# START OF DATASET ENTRIES

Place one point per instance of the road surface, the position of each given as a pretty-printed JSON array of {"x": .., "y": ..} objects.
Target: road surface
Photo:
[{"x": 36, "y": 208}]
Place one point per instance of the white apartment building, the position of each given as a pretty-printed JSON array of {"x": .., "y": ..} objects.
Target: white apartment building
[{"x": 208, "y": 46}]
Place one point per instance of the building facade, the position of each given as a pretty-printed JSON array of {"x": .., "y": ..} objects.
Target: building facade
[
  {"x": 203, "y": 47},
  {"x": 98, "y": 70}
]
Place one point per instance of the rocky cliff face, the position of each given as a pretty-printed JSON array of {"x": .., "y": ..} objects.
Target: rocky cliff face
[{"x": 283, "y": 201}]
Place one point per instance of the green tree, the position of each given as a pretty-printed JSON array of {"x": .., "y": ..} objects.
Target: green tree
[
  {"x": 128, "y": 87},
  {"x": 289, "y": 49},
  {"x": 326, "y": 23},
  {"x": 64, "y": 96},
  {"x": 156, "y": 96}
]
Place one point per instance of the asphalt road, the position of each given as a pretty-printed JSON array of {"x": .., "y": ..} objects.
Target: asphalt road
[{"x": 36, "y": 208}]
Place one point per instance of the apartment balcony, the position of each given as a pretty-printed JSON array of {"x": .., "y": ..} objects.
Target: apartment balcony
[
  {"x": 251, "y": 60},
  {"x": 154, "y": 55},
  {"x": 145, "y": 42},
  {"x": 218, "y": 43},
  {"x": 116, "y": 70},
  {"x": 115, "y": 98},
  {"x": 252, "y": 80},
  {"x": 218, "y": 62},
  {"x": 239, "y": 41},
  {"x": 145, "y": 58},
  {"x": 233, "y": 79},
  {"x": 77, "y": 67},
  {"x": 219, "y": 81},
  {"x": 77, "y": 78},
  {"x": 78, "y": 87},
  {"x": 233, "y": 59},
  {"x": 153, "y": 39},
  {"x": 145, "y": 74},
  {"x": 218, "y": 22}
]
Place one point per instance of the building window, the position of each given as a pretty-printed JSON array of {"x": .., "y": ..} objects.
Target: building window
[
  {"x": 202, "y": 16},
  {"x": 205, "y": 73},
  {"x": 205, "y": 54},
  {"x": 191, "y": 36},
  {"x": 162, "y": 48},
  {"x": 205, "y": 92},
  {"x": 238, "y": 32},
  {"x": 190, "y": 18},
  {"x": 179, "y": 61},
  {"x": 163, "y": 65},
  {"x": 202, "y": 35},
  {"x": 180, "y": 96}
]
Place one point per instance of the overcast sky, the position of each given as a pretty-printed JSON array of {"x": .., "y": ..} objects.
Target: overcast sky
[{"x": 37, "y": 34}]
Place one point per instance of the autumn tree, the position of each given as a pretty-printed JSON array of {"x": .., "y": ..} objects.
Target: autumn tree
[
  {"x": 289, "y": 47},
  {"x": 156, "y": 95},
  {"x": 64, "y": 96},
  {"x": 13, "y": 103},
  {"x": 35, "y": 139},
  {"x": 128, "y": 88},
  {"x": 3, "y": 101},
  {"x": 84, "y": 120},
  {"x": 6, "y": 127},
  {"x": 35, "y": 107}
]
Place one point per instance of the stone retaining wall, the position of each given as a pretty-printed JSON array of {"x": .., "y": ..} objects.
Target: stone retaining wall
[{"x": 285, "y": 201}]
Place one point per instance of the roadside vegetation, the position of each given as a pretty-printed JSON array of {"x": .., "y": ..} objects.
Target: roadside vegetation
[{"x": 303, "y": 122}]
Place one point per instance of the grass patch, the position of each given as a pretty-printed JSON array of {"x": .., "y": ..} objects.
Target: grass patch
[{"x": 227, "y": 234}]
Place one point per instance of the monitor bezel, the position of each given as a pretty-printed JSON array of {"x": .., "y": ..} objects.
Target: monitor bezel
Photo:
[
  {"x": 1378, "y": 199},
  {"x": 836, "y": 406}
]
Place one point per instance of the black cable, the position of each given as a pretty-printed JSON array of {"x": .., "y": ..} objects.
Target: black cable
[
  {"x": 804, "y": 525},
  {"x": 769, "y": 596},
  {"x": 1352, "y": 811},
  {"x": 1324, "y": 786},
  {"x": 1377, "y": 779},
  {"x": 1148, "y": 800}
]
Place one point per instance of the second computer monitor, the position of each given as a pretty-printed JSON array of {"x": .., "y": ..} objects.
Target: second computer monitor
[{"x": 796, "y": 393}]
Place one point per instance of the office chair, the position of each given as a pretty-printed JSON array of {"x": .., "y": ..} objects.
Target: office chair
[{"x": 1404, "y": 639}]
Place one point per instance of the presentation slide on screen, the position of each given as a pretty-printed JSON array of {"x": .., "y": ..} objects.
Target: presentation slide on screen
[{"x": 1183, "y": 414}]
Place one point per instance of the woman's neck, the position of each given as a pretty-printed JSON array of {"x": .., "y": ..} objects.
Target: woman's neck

# END OF DATASET ENTRIES

Rewrite the listing from the line containing "Place one point per instance of the monitor" through the end of the listing, replacing "office chair" with "desk chair" and leaving everything else unchanged.

Place one point per instance of the monitor bezel, the position of each given as a pretty-printed JSON array of {"x": .., "y": ..} objects.
Target: monitor bezel
Photo:
[
  {"x": 1378, "y": 199},
  {"x": 836, "y": 406}
]
Place one point per instance of the black cable, the position of each given as a pretty-printed JSON array of {"x": .., "y": ..} objects.
Target: black cable
[
  {"x": 804, "y": 525},
  {"x": 769, "y": 596},
  {"x": 1352, "y": 811},
  {"x": 1324, "y": 786},
  {"x": 1377, "y": 779},
  {"x": 1148, "y": 800}
]
Place one point per instance of the second computer monitor, the position of each given as a pretty-printed JSON array of {"x": .., "y": ..} objects.
Target: second computer monitor
[{"x": 796, "y": 393}]
Place one point per instance of the desk chair, the position of each given as a pretty-printed JSON array of {"x": .., "y": ..} objects.
Target: desk chair
[{"x": 1404, "y": 639}]
Place one point per instance of the presentation slide on screen, the position of each given as a pretty-printed JSON array of {"x": .., "y": ..} objects.
Target: presentation slide on screen
[{"x": 1183, "y": 414}]
Place one point per instance of the woman's neck, the position of each given as a pretty-printed JSON array of {"x": .., "y": ..} objects.
Target: woman's neck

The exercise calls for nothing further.